[Assigned task] Go through the entries one line at a time, and gather every line that has the word "footprint".

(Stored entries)
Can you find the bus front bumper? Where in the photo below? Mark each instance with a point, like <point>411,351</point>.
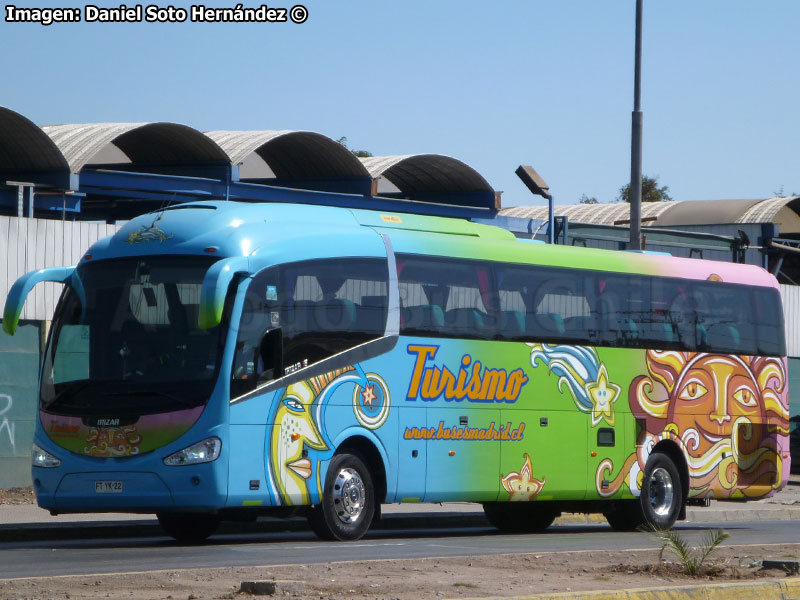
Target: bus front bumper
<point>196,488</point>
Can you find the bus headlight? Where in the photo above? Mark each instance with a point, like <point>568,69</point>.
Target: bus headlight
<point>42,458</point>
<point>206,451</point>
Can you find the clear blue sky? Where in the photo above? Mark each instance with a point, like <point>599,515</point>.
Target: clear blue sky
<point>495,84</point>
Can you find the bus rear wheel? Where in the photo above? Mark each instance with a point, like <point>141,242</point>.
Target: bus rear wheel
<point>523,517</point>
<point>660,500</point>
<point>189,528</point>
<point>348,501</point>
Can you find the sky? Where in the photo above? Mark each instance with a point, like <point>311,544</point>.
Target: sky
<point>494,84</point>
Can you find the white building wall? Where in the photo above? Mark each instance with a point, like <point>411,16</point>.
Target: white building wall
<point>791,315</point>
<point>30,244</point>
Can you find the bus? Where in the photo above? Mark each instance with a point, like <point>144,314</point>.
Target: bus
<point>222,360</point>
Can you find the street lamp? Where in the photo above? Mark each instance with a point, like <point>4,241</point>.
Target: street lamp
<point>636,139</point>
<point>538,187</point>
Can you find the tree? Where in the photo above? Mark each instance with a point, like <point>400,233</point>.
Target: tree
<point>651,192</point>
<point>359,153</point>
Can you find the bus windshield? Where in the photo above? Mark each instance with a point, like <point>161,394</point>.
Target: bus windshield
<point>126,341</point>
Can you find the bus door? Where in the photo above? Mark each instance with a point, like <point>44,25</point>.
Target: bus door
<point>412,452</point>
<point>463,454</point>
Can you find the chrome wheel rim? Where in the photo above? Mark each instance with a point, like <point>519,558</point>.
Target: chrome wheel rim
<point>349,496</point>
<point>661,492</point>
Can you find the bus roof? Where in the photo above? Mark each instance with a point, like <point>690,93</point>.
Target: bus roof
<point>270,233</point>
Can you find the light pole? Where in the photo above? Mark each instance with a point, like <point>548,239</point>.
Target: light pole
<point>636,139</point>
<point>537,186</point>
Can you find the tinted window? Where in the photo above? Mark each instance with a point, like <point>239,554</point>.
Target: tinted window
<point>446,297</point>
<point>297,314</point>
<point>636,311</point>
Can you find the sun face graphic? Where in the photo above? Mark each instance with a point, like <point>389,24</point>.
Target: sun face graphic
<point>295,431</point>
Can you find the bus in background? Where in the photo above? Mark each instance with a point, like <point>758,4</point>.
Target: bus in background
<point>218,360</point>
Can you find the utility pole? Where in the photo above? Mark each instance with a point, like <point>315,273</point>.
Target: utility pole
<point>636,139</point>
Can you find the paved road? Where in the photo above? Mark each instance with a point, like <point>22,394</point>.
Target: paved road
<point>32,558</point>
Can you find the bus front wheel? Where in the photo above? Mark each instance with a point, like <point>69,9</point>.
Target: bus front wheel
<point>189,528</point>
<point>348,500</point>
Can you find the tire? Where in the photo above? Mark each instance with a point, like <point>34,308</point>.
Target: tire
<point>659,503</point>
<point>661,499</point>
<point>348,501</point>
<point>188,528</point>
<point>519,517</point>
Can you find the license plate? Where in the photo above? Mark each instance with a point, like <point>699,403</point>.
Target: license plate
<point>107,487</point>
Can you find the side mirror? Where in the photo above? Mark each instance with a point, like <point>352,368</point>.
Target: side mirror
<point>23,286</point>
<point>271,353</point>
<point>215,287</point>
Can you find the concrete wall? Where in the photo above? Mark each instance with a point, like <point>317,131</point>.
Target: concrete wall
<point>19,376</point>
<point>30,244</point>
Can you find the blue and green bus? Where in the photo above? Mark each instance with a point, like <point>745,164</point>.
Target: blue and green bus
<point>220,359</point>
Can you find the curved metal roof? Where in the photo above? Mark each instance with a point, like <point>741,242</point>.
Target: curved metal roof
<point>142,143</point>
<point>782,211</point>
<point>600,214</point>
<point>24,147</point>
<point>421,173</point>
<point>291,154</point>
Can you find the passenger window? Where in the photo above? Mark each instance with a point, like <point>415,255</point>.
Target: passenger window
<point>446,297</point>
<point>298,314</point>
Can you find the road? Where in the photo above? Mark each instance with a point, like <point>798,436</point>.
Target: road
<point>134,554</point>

==

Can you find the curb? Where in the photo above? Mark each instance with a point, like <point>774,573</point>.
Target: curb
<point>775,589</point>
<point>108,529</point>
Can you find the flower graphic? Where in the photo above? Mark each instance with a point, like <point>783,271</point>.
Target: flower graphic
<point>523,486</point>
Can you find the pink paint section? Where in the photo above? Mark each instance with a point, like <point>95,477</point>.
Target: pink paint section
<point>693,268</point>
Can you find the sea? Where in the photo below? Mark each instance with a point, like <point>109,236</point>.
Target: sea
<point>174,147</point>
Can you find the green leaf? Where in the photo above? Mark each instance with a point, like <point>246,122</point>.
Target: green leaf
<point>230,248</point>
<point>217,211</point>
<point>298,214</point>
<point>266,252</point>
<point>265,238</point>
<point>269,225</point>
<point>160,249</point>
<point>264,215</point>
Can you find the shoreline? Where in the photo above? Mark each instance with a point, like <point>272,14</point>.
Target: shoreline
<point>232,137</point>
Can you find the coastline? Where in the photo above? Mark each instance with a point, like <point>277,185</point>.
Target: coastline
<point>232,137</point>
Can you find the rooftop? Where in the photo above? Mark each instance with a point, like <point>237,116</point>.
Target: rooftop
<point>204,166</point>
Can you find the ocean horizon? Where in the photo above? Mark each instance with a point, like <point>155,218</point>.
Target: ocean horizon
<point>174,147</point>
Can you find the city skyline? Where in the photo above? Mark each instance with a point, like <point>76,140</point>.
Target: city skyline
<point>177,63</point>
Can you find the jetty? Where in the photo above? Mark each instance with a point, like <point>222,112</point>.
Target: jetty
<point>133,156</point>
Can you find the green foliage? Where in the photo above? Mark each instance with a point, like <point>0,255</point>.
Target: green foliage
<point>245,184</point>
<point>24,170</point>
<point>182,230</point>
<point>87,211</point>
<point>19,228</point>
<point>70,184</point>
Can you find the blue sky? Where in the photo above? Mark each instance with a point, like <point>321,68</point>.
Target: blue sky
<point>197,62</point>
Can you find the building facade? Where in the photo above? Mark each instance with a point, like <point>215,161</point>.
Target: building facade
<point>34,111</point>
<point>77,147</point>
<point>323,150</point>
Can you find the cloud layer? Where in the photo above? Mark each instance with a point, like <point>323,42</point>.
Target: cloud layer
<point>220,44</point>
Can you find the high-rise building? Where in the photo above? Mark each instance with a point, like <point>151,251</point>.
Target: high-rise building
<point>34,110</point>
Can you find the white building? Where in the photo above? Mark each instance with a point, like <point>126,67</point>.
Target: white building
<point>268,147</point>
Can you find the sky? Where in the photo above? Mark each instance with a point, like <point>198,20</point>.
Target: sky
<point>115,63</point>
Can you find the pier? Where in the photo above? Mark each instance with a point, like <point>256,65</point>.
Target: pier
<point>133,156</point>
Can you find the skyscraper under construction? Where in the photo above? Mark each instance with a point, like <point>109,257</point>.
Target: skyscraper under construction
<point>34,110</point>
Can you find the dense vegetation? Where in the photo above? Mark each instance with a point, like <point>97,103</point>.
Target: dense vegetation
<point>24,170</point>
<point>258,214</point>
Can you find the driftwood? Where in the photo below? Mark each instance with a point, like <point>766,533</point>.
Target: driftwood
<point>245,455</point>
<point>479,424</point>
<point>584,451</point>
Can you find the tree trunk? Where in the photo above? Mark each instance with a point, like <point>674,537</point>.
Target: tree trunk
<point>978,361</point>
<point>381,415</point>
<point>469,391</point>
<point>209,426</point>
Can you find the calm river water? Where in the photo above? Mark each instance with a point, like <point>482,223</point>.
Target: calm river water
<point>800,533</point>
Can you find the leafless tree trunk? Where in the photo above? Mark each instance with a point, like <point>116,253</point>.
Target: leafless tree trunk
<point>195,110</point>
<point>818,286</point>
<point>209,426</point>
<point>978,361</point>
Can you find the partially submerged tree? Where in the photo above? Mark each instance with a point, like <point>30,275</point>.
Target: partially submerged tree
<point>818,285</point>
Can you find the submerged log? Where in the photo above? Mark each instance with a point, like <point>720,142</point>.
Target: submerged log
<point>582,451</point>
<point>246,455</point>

---

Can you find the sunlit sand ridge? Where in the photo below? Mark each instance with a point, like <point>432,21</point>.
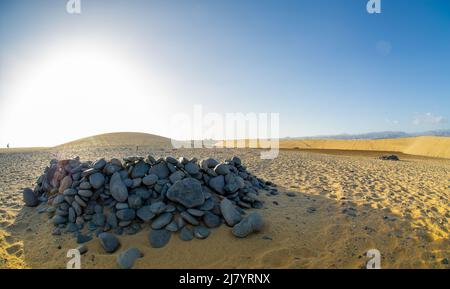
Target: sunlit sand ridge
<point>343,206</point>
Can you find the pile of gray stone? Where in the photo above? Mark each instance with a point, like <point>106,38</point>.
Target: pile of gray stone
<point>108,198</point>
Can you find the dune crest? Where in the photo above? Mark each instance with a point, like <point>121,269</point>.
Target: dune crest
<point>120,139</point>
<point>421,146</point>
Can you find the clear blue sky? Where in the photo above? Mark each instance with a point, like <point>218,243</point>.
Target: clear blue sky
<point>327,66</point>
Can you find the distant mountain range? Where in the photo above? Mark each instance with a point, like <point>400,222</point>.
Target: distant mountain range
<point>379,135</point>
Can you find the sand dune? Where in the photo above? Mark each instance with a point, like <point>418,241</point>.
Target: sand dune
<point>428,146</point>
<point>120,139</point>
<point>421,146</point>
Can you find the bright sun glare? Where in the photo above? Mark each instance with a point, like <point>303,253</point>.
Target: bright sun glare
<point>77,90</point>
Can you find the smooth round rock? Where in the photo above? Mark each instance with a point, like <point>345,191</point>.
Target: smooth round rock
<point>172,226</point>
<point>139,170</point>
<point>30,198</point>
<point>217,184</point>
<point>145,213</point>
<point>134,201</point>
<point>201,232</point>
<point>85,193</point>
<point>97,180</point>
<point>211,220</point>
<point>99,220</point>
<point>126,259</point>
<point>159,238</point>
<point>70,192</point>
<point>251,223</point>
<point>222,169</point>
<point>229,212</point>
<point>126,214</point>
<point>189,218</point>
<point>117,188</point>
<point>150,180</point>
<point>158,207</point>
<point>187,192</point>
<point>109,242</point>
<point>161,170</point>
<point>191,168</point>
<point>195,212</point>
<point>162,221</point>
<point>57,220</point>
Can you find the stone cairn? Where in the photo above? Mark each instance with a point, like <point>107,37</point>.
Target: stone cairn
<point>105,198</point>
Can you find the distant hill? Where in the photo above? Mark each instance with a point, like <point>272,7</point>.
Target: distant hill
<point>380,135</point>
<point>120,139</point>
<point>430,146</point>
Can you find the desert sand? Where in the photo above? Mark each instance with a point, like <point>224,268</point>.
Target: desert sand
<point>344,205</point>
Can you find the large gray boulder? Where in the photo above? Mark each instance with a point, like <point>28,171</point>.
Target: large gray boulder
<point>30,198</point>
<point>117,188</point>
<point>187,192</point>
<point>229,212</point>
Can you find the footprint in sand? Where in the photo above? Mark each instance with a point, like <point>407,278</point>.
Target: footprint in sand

[Result of this exercise]
Can you find the footprint in sand? Where in the photo above? Mark each instance with a point, like <point>407,278</point>.
Target: footprint in sand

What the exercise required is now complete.